WORK REQUEST — In the listing that follows, the range to quote begins at the line that has "Query: yellow flame" and ends after the line that has "Query: fire pit floor"; quote it verbatim and add nothing.

MATERIAL FOR THIS EXERCISE —
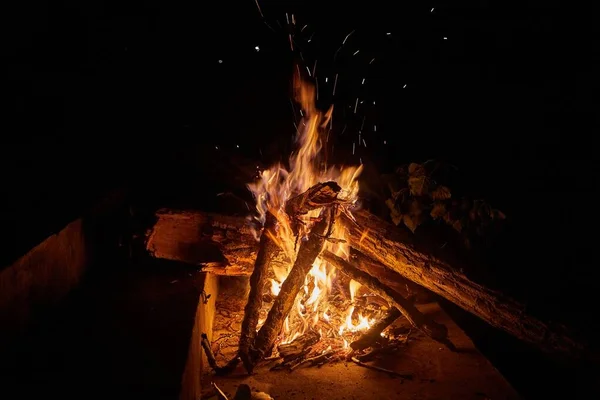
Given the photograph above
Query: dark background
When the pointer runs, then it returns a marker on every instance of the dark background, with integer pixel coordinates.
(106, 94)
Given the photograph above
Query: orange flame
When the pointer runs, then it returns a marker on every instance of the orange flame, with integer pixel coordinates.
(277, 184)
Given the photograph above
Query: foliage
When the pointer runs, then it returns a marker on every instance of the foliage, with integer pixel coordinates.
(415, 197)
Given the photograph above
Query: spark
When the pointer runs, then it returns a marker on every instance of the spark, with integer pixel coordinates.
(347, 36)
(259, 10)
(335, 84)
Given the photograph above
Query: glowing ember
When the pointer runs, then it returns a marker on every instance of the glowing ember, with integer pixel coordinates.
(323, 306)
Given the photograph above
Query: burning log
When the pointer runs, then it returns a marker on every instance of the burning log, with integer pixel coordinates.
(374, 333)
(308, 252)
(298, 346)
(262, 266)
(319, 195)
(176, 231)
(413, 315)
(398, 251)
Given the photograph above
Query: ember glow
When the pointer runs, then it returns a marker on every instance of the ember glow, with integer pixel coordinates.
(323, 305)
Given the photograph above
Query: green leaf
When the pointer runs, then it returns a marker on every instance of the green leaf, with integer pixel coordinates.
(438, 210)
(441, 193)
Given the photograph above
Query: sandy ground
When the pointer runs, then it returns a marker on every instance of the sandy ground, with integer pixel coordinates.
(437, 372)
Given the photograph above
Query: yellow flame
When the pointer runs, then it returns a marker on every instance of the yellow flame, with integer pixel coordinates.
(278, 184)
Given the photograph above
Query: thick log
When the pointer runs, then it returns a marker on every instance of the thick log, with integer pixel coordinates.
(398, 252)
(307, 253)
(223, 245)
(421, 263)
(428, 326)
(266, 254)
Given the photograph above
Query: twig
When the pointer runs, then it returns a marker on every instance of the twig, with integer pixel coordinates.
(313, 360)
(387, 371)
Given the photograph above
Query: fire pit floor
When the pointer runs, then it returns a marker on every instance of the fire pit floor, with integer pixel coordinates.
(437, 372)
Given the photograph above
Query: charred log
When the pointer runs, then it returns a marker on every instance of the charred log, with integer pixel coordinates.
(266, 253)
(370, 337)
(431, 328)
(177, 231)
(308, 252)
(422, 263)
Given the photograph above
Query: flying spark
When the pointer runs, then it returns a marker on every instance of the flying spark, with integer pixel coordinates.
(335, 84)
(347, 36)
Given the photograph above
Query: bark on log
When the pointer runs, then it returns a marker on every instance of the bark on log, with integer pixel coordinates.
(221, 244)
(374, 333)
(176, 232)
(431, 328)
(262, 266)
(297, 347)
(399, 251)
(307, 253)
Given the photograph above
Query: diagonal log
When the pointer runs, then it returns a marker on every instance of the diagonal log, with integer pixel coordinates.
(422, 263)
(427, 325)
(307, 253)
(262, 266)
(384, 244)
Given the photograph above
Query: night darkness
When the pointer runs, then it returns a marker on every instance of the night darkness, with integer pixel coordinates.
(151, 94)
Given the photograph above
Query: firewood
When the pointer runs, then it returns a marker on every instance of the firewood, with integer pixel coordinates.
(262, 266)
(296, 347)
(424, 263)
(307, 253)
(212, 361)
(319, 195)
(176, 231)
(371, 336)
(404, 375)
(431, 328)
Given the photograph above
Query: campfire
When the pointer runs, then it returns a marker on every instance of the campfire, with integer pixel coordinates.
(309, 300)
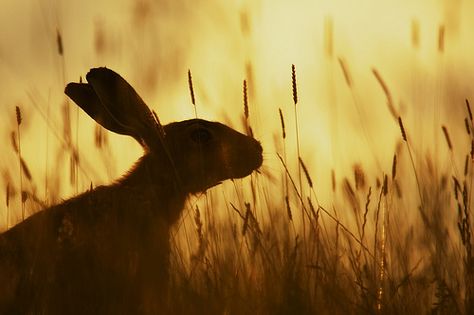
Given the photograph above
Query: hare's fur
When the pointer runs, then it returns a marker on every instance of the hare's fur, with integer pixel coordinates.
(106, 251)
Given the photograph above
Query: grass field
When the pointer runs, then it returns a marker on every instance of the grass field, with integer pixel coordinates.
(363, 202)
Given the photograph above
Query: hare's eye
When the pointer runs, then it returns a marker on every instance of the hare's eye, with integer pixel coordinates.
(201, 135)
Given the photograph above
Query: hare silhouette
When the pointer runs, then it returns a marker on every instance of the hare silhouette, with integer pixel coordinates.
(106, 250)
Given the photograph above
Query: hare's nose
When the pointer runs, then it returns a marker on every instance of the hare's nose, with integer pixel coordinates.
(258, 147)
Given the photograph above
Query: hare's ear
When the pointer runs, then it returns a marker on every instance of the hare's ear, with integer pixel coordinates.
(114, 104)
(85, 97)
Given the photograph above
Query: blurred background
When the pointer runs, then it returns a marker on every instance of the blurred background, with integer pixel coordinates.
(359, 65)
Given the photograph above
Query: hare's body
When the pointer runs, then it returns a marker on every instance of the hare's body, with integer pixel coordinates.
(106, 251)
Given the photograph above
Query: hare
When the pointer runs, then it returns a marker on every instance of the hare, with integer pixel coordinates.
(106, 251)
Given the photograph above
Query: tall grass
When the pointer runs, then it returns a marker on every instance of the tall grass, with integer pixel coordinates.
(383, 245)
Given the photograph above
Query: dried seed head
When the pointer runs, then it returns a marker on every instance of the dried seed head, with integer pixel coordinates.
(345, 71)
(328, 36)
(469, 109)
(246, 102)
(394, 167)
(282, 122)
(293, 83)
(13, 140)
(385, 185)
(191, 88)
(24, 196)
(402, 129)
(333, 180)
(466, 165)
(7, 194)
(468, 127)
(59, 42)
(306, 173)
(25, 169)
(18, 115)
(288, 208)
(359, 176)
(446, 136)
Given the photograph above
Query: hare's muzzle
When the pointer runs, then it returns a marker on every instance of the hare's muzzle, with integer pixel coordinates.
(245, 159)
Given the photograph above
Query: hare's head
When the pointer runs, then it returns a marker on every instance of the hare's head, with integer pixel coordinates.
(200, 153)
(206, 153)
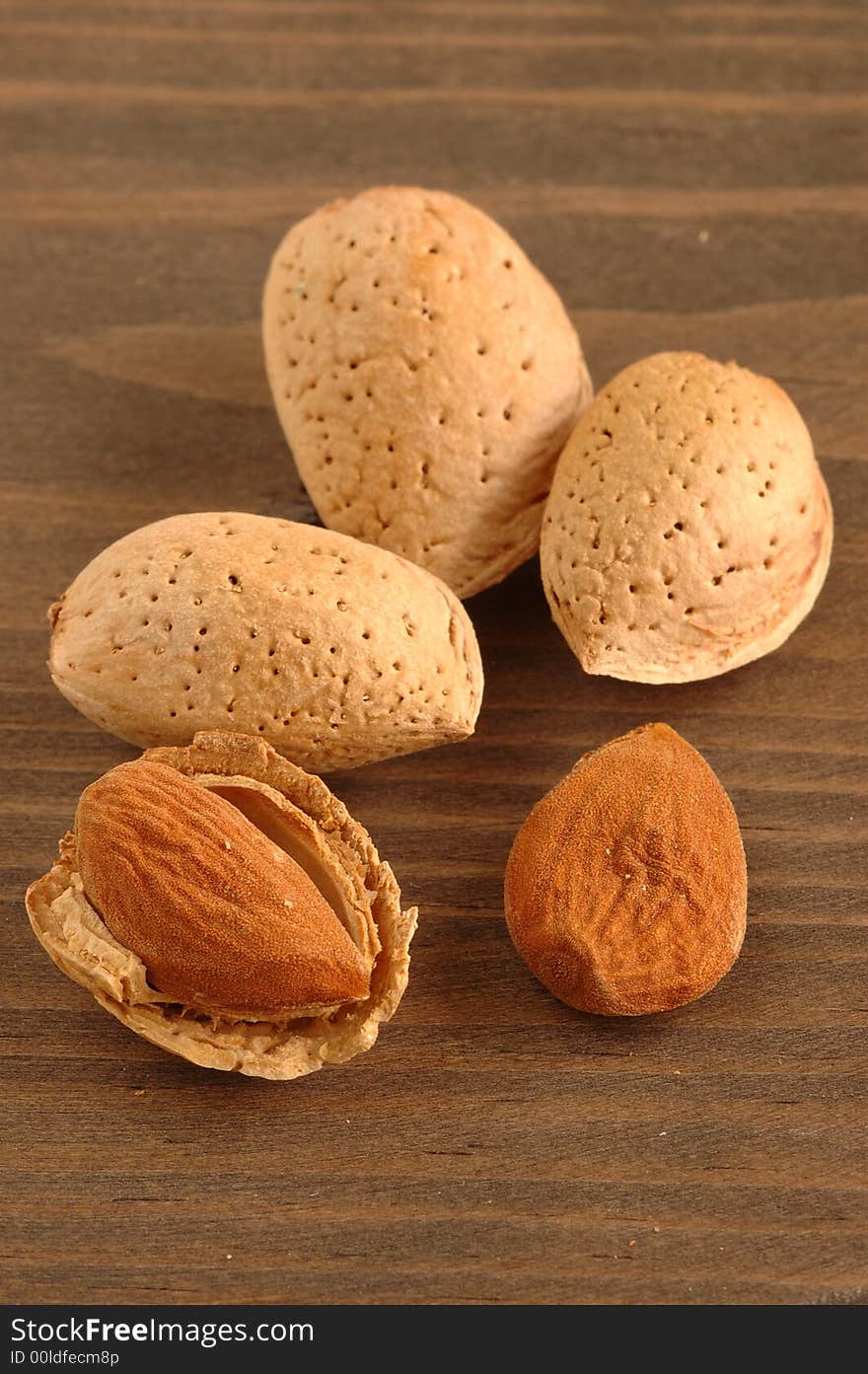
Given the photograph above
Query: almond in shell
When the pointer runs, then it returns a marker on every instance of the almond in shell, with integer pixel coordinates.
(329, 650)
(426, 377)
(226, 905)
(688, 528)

--

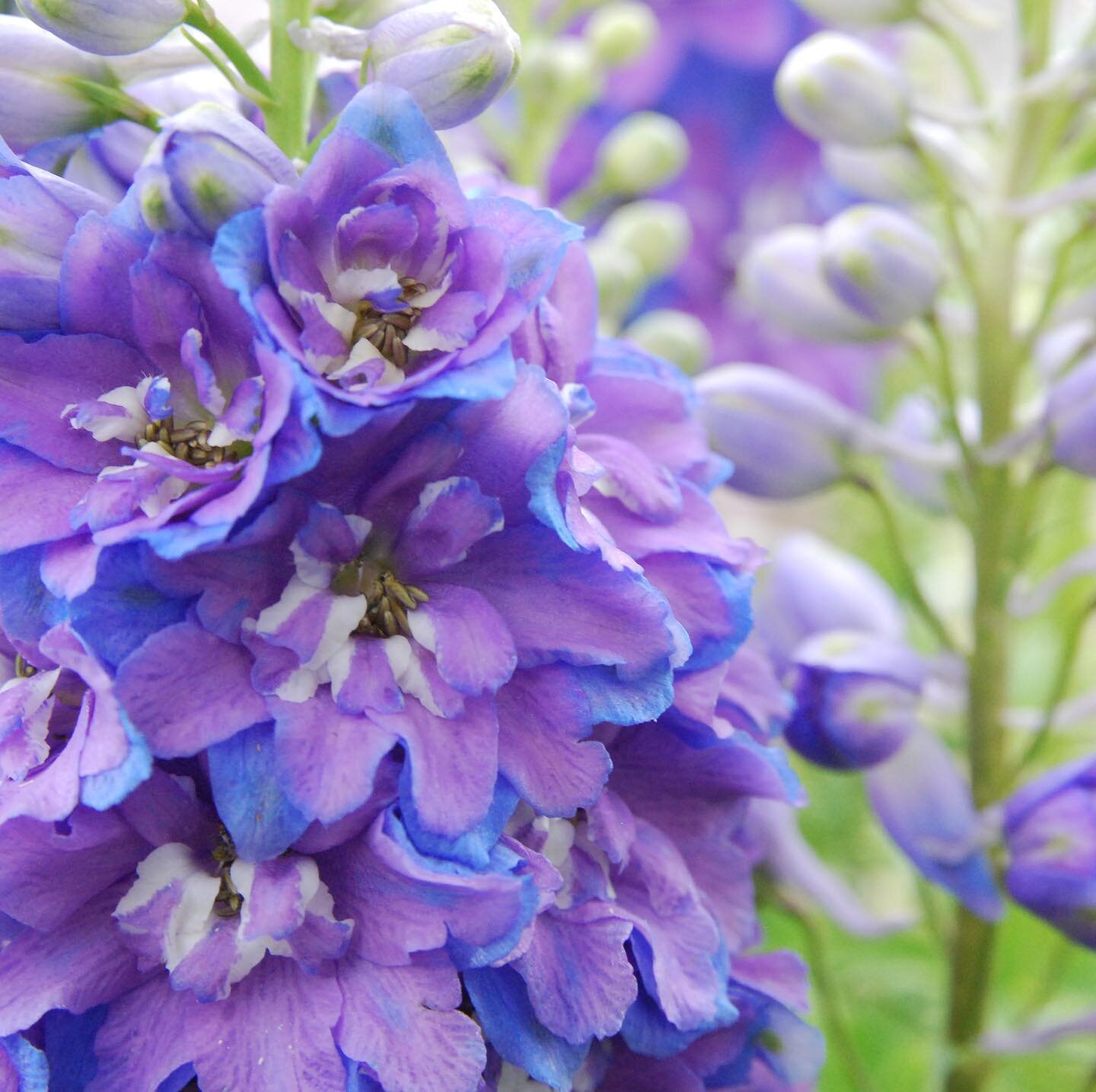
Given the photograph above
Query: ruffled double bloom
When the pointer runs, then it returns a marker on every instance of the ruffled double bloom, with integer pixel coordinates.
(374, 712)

TASK OUTPUT —
Query: yellow flame
When the pointer runs, then it returns a marker on every instance of the yellow flame, with integer pixel coordinates.
(278, 184)
Given the photograph above
Query: thick log
When the pointer runs, then it returns a marker on every instance of the thick log, with integer pixel coordinates.
(398, 252)
(307, 253)
(223, 245)
(421, 263)
(428, 326)
(266, 254)
Given the photograph above
Query: twig
When the pointer runs, then it returns a marker on every instance of the twig, with integer pixel coordinates.
(313, 360)
(387, 371)
Given the photograph above
Query: fire pit floor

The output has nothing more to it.